▶ [YOUR GOAL]: The whole listing needs retyping exactly; keep the pictures out of it.

---------- SUPPLIED RECORDS ----------

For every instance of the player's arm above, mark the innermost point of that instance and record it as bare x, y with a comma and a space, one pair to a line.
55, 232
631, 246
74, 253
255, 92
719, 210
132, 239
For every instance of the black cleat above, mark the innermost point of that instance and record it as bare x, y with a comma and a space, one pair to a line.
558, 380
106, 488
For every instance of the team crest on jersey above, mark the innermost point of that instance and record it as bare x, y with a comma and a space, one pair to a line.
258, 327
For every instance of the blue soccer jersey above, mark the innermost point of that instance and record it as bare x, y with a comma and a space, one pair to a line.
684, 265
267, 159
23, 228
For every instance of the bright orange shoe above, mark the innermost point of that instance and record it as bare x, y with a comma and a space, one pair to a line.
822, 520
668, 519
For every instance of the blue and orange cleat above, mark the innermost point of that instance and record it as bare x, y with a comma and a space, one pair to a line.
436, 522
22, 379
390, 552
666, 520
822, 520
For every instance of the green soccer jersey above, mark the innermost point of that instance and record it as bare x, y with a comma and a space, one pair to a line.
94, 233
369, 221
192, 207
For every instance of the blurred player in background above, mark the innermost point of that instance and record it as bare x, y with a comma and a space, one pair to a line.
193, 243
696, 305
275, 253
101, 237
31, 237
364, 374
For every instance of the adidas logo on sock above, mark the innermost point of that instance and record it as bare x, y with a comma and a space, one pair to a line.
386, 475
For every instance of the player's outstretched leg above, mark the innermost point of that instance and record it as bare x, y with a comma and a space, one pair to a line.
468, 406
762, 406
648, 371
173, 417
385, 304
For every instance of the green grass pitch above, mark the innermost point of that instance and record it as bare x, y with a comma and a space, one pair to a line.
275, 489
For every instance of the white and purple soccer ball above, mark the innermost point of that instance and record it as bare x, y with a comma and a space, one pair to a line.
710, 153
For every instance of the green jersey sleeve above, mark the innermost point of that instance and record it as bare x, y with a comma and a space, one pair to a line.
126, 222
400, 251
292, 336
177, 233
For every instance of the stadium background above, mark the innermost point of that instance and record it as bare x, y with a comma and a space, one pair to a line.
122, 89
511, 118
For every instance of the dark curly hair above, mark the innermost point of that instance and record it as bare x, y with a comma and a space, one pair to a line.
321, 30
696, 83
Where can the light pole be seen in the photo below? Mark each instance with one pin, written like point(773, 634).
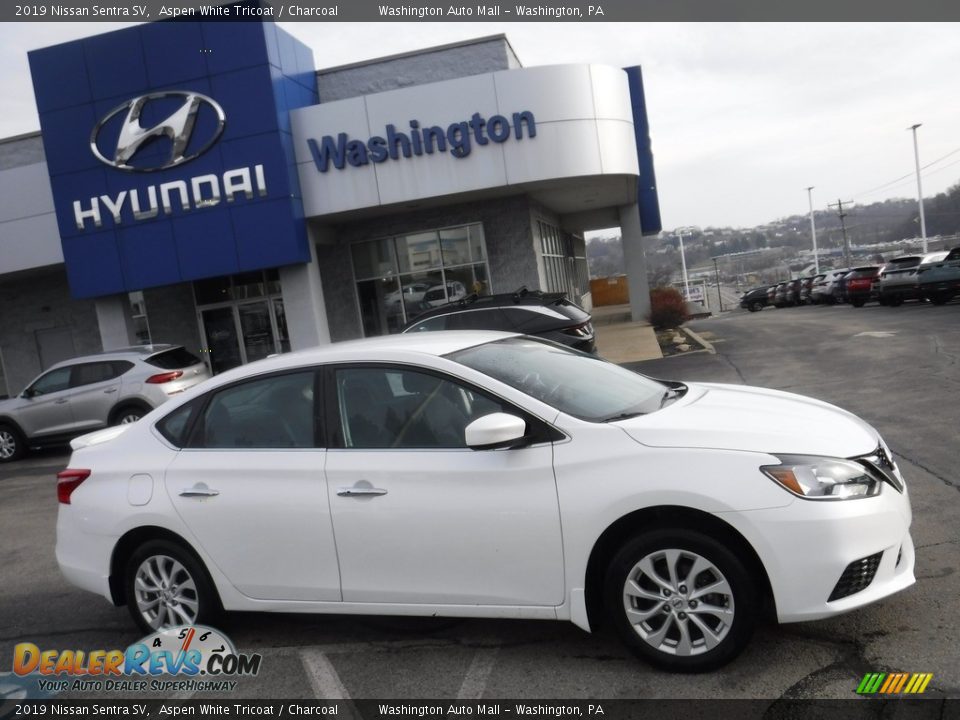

----------

▶ [SOLVED PROBLEM]:
For every instance of the player's arm above, mark the innermost point of that instance and record it as bare x, y with a comma and a space, one pair to a line.
55, 232
631, 246
74, 253
255, 92
719, 210
132, 239
For every instance of the black cleat above, mark the innermost point of that instance and record it as bare x, y with a comma and a space, one pair to a line.
558, 380
106, 488
For every instance of the team crest on jersey above, mark the innermost point of that instance and record it as bare x, y with a comma and a space, one pair to a line.
258, 327
For every instance of the blue soccer jersey above, mark the innermost point of that instance and record it as bare x, y with a comma and a space, one pair to a line.
684, 265
267, 159
23, 228
For every instance of the bright orange shoe above, mark the innermost point of that instance and record it as bare x, y with a comma and a space, one pair to a line.
822, 520
668, 519
For every instance of the blue and orange cleat above, mark the innermost point of that instance and record it as bare x, y with a comma and a space, one pair to a line.
436, 522
22, 379
390, 552
666, 520
822, 520
For every instance of the green soccer jersey above, mark the innermost point of that instance and record it as bare x, y with a comma and a space, one pair to a line.
94, 233
369, 221
192, 207
For every instance of the blurred player in background above, mark the innermost point of that instance and record it as bare x, y with a comma and a space, one pair to a line.
193, 243
696, 305
275, 253
101, 237
31, 237
364, 374
For every instance of the adidas logo on sock above, mark the innermost point of that instance and record it as bare x, y with a comma and a space, one pair to a line.
386, 475
For every instance of the player's outstretched leg above, mark the innermost point of that instance and record it as bare x, y with a comma and a space, one pair to a line.
468, 406
762, 406
648, 371
173, 417
385, 304
For every instance of the green grass pitch above, mark the innermost point of that instance and record it as bare x, y with a comma and a space, one pair to a line.
275, 489
For every instance of the white and purple soccer ball above, mark the innermost point of that instance and record it as bare x, y with a comma and a space, one pair to a line.
710, 153
For every instance of the green jersey sleeve above, mark the innermost point of that instance and record it as bare x, y with a comma and a space, one pair to a line.
126, 222
400, 251
292, 336
177, 233
For every instance of the stadium background above, mark the innermost point of that instance and record it as bare x, y with a comma and a space, one pair to a line.
122, 89
511, 118
For every instance of the dark curly hair above, mark the innermost point of that instance and record it as bare x, y with a comma and a space, one pair to a line.
321, 30
696, 83
Where can the light pole be seen in the photo below? Mark each instance with one pin, written like point(773, 634).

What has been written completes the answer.